EXERCISE INSTRUCTIONS.
Your job is to copy every line in the material containing the word "plate".

EXERCISE INPUT.

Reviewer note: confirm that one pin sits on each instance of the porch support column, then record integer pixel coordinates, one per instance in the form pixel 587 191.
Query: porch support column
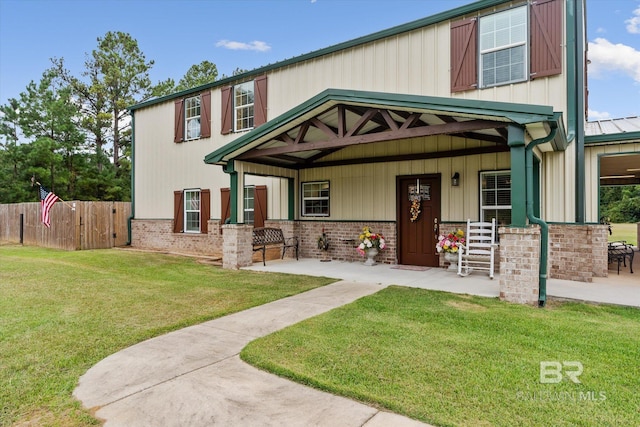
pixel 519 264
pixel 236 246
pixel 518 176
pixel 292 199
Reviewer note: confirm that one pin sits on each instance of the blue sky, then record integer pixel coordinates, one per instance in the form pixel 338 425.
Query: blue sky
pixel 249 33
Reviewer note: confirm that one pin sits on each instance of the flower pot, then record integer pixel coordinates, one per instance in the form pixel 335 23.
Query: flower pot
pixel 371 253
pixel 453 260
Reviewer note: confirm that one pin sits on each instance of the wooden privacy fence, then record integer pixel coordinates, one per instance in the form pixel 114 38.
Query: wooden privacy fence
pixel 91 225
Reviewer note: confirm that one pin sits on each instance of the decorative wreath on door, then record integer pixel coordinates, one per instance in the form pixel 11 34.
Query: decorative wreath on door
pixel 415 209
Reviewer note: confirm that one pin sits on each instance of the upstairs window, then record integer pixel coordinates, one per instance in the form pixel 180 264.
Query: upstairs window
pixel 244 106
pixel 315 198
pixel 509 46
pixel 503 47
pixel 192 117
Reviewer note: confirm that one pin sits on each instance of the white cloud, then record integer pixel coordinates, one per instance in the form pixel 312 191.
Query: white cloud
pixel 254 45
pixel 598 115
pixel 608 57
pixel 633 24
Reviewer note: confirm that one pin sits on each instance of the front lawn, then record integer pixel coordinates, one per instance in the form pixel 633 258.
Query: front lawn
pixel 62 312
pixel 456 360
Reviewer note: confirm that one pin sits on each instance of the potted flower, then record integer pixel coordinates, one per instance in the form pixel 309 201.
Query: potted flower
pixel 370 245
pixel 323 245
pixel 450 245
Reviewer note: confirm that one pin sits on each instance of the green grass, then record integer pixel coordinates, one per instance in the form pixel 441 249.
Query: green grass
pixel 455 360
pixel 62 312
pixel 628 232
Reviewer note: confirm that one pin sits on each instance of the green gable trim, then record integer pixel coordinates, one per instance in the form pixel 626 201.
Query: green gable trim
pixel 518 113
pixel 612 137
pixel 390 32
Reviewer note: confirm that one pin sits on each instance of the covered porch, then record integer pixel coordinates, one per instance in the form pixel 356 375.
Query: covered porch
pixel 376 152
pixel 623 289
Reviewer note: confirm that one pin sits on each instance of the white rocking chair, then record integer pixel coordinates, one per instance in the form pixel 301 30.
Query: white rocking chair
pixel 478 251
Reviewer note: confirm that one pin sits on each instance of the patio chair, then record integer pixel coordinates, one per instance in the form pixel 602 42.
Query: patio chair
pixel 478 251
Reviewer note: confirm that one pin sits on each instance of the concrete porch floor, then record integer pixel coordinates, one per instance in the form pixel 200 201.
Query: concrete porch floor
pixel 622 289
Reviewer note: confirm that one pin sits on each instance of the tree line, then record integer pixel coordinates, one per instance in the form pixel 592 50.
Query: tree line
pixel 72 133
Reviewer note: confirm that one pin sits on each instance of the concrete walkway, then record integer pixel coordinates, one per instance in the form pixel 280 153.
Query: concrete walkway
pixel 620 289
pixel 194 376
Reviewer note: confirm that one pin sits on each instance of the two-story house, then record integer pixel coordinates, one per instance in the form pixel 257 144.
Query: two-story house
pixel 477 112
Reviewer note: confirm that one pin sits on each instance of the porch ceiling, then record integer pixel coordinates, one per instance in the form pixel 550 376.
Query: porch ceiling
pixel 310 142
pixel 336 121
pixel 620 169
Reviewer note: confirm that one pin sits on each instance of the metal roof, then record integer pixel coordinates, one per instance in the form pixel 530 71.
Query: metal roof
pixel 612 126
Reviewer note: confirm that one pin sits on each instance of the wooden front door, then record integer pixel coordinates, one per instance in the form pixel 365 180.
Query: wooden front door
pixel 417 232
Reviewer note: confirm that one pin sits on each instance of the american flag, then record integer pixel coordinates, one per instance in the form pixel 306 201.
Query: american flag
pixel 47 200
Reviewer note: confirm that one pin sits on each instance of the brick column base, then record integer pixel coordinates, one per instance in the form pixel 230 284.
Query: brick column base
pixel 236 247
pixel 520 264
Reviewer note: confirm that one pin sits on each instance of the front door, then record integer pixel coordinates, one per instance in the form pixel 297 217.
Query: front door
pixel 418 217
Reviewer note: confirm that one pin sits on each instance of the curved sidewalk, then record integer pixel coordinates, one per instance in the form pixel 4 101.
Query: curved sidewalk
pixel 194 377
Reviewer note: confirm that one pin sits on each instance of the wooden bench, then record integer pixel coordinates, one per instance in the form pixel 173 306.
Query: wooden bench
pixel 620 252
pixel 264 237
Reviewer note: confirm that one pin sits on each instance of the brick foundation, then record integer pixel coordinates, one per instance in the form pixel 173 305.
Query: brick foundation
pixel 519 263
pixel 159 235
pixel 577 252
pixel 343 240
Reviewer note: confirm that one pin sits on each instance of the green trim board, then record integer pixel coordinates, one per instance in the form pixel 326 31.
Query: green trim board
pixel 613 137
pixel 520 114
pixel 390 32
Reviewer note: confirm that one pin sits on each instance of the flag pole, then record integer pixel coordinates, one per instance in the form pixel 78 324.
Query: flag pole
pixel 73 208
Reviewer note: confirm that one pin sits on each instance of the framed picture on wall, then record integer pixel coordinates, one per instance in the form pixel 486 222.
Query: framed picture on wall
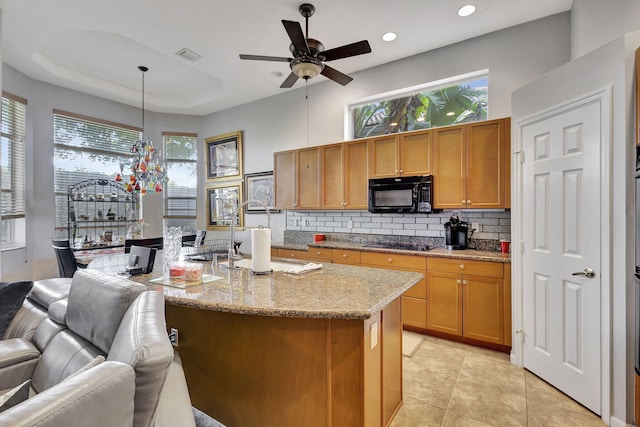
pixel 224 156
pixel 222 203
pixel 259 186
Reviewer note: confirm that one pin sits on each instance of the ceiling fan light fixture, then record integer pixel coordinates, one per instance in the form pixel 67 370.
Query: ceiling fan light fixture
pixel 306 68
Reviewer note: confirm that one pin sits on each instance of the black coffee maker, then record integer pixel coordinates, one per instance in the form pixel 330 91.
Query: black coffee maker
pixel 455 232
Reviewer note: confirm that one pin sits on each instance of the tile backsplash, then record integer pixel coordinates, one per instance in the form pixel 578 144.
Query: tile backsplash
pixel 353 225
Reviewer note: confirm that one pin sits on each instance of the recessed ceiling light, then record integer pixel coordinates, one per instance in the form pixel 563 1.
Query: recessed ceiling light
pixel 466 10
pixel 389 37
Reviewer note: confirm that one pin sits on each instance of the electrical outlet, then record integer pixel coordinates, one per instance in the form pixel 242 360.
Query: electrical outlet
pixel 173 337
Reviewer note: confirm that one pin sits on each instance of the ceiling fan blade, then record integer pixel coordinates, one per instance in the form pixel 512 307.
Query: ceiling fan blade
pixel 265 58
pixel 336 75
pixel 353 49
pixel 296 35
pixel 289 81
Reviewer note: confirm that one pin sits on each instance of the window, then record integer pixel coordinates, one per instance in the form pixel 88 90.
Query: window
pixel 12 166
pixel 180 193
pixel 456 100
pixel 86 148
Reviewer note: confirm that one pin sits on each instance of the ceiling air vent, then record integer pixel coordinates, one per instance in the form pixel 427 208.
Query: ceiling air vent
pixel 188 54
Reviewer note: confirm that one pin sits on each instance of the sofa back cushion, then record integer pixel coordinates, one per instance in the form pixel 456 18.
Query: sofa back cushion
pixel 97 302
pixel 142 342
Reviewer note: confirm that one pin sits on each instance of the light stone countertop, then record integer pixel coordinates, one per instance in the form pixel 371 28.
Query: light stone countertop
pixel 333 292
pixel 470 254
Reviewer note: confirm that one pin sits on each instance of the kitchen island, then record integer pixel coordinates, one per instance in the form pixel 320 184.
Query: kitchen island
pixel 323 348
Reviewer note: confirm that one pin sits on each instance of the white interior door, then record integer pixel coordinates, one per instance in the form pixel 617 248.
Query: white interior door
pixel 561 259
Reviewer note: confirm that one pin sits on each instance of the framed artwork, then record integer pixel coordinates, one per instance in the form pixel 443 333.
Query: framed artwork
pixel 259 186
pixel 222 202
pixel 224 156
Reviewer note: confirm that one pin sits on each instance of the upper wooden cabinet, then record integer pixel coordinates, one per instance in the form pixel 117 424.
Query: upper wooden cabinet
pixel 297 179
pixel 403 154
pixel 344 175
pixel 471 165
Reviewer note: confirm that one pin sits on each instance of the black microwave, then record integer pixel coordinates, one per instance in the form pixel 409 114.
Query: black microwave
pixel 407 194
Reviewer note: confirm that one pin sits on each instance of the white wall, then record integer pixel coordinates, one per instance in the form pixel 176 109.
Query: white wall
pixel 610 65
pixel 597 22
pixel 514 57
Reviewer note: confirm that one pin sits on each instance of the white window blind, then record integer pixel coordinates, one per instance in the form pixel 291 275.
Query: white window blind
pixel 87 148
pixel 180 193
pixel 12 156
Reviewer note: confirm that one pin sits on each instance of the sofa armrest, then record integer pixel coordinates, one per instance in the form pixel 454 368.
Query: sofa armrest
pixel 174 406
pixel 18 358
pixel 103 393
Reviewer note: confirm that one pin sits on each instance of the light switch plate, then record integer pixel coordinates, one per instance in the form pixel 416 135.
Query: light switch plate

SOLUTION FOR THIS PROBLEM.
Reviewer note: confirm that one pin sits on each instance of the light switch plate, then record integer pixel coordinates, one per instance in the form pixel 416 135.
Query: light switch plate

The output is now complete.